§ **PASSAGE FOR REVIEW**
=== Begin Enclosure ===

He makes me lie down in green pastures *
and leads me beside still
waters.
He revives my soul *
and guides me along right
pathways for his Name's sake.
Though I walk through the valley of the shadow of
death,
I shall fear no evil; *
for you are with me;
your rod and your staff,
they comfort me.
You spread a table before me in the presence of those
who trouble me; *
you have anointed my head
with oil,
and my cup is running over.
Surely your goodness and mercy shall follow me all
the days
of my life, *
and I will dwell in the house
of the LORD for ever.
Reflection on Psalm 23
by John Gibbs, Ph D
"Becoming People Who Are Safe for the World" (Sheep of the Shepherd)
This is one of the psalms of trust. Psalm 11, for instance, expresses trust in God as the maintainer of Justice, for: "If the foundations are destroyed, what can the righteous do?" But wait, for God's eyes "examine humankind," God "hates the lover of violence," but "loves righteous deeds."
Similarly, Psalm 23 expresses trust in God the protector, whose rod and staff "comfort me" in the presence of "evil." It is also trust in God the gracious host who "prepares a table before me" and invites me to "dwell in the house of the Lord my whole life long."
The first 3 verses set a bucolic scene that is pastoral in every way. The Shepherd, verdant pastures, "waters of rest" [Hebrew]-all these are evoked to communicate both who God is, and what God's merciful (v. 6) purpose toward the psalmist is. Not even in "the darkest valley" is any individual alone, for "the Lord is my shepherd" who even there finds a way to lead us back to green pastures and waters of rest.
This trust in God brings certainty of sufficiency: "I shall not want." As a later hymn-writer put it: "I nothing lack if I am His, And He is mine forever."

=== End Enclosure ===

§ **RECORD EXTRACTS**

=== Begin Enclosure ===

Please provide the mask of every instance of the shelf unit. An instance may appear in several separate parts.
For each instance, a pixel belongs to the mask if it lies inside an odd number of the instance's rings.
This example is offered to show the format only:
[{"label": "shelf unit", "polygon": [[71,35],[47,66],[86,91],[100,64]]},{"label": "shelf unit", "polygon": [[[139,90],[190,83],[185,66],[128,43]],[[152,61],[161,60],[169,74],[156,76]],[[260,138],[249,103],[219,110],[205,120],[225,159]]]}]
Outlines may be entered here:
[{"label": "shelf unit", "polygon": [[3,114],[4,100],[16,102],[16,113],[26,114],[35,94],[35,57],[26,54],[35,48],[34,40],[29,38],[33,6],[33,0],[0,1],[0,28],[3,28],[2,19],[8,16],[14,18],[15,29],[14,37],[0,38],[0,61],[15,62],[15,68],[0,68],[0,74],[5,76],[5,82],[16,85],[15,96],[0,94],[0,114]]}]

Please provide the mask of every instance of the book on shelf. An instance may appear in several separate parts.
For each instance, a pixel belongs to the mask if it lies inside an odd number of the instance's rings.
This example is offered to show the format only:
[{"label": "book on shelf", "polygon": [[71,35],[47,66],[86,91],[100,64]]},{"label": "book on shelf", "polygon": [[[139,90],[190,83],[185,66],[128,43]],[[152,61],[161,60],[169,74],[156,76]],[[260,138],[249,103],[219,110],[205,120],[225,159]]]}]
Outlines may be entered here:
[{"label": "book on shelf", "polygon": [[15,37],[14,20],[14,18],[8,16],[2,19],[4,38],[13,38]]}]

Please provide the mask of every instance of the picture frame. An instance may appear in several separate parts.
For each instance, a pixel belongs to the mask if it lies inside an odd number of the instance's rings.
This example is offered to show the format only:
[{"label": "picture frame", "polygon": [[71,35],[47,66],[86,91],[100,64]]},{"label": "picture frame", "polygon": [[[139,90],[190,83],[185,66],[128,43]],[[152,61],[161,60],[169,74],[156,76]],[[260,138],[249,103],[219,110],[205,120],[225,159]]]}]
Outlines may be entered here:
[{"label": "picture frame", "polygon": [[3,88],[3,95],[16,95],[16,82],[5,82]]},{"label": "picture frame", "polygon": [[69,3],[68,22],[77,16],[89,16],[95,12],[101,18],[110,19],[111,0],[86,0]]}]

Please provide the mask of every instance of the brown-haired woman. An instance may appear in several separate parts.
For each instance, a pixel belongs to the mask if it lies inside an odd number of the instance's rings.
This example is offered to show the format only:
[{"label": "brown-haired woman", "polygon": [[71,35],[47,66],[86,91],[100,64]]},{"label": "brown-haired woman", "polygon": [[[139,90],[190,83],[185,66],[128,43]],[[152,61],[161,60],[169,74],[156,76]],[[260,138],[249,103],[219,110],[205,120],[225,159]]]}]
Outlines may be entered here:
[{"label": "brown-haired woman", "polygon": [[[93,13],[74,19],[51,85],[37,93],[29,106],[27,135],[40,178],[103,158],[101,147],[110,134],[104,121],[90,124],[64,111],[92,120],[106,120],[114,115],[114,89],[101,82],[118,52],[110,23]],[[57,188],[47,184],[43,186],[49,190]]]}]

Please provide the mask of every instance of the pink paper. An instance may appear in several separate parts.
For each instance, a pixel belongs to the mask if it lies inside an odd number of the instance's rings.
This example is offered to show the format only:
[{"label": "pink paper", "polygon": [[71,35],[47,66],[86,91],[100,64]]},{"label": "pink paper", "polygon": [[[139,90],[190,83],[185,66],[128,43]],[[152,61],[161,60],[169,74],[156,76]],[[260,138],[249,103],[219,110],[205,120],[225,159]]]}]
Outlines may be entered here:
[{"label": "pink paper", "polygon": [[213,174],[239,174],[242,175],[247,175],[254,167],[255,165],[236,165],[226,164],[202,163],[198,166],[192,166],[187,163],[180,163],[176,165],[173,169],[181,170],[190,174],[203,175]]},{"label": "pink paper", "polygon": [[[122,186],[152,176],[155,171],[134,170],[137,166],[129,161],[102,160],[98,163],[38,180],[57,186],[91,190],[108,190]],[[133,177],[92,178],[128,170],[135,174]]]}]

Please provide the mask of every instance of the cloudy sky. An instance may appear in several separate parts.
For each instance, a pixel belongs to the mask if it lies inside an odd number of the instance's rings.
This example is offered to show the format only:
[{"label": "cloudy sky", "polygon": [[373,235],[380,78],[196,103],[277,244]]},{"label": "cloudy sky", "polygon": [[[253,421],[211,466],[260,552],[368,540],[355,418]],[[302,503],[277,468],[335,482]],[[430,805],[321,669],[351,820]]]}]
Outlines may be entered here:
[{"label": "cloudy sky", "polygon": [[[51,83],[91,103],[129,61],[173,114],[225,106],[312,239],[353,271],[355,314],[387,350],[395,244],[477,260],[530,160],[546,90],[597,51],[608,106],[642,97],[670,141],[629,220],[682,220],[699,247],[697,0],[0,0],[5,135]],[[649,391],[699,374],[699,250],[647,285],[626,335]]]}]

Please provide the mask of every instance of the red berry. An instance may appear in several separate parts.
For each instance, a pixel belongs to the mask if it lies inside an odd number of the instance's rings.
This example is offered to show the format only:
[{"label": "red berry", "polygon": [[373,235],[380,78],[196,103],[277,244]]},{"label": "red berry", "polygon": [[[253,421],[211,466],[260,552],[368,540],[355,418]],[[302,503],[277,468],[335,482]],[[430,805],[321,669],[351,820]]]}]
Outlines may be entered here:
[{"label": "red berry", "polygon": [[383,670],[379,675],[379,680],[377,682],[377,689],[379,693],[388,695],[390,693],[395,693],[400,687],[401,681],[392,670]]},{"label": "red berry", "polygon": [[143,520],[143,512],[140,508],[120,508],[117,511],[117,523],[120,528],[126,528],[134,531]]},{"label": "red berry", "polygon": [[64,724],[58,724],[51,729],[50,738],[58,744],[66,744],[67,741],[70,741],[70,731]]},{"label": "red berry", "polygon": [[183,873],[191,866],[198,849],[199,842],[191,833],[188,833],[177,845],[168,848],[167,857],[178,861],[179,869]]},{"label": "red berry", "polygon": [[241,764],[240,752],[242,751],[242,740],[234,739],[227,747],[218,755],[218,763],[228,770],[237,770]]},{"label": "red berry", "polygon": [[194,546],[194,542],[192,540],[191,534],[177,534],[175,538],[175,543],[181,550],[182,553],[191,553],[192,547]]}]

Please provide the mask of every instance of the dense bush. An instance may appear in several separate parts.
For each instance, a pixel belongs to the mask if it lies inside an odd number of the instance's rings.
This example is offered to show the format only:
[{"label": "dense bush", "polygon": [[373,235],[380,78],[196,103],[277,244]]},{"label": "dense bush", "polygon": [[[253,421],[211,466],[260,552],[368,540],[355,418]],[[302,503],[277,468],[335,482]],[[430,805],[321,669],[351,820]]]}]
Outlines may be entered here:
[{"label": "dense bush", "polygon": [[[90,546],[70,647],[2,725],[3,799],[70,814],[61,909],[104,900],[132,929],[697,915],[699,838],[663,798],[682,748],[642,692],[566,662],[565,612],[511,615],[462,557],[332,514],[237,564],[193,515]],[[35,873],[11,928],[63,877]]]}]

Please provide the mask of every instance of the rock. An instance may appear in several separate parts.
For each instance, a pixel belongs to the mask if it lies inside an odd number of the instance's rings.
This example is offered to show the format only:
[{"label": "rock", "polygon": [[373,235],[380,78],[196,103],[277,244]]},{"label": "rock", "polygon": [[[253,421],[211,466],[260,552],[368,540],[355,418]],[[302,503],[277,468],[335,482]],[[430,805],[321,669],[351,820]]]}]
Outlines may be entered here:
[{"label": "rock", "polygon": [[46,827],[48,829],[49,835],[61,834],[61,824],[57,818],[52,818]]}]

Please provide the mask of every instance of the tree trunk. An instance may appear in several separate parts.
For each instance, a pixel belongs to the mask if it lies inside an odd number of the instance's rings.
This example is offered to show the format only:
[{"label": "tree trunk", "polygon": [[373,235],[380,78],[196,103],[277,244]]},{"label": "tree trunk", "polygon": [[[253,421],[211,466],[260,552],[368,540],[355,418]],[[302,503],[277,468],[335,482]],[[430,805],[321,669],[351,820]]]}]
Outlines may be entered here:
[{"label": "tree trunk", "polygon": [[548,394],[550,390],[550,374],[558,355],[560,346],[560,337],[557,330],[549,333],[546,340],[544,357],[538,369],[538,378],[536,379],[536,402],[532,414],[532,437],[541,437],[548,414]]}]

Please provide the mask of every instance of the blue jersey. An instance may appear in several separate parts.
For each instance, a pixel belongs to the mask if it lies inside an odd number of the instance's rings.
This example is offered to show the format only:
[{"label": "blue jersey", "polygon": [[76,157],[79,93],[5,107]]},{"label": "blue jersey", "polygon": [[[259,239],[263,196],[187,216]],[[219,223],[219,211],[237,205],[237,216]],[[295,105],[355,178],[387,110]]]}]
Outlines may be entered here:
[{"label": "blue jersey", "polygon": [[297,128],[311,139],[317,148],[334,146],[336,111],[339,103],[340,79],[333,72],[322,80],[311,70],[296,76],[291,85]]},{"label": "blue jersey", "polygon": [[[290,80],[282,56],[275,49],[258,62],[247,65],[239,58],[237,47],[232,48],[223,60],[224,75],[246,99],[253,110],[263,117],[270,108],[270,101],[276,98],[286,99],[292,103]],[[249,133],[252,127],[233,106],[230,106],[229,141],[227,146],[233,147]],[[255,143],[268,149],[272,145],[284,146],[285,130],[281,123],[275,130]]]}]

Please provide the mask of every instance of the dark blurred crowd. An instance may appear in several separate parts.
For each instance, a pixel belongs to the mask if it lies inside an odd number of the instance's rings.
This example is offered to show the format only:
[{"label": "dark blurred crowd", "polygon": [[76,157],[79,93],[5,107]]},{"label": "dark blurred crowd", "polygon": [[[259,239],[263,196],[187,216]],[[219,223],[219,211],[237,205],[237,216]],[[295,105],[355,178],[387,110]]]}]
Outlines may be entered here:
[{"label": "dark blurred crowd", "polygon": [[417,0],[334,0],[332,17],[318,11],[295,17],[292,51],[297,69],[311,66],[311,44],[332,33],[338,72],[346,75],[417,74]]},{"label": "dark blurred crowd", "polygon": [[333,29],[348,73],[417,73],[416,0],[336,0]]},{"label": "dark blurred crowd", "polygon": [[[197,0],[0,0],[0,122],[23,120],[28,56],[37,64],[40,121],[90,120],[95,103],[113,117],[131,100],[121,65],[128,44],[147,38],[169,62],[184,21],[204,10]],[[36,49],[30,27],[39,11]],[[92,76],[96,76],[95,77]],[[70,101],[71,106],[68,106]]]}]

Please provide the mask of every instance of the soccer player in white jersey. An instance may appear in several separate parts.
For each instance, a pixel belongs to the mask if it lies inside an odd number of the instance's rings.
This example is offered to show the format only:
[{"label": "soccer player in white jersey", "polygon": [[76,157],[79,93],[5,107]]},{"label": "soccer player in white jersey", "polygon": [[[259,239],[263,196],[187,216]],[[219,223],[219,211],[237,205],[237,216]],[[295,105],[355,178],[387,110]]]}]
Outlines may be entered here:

=== End Enclosure ===

§ **ASSIGNMENT 1**
In the Psalm 23 passage, shorten the paragraph that begins "The first 3 verses set a bucolic scene" and keep its main points.
§ **ASSIGNMENT 2**
Continue the Psalm 23 passage from its last sentence.
The records have nothing to do with the work on the Psalm 23 passage.

§ **WRITTEN ANSWER 1**
Verses 1–3 paint a peaceful pastoral scene: the Shepherd, green pastures and "waters of rest." These images show who God is and God's merciful purpose toward the psalmist. Even in "the darkest valley" no one is alone, because the Lord as shepherd leads us back to green pastures and waters of rest.

§ **WRITTEN ANSWER 2**
A second certainty is security. "I fear no evil; for you are with me." Realism about evil, and about the darkest valleys in our lives, is acknowledged and overcome by this kind of God and this kind of trust in God. Elie Wiesel, who barely survived Nazi concentration camps, has rightly remarked that we should say about God only what we can affirm when we stand at the upper edge of a pit that is filled with burning babies. There is no security for those who run away from death, violence, and horror. Only those are secure who feel steadied by this Shepherd, no matter how dark may be their valley.
Trust in God, thirdly, makes us steadfast. Desert hospitality afforded refuge within a tent to a fugitive, but only for a short time (two days and their intervening night). God's hospitality, however, has no limit. It lasts "my whole life long." That is what we can count on, that is what makes us steadfast. [See John Paterson, The Praises of Israel (Scribner's, 1950), pp. 113-14; Charles H. Spurgeon, The Treasury of David, I, pp. 356-57.]
People of this Shepherd Psalm have within them the kind of Shalom (Peace)
that, if it is lived out in deeds, prepares them to be safe for "all creatures
great and small." Such People live in harmony with all God's creation.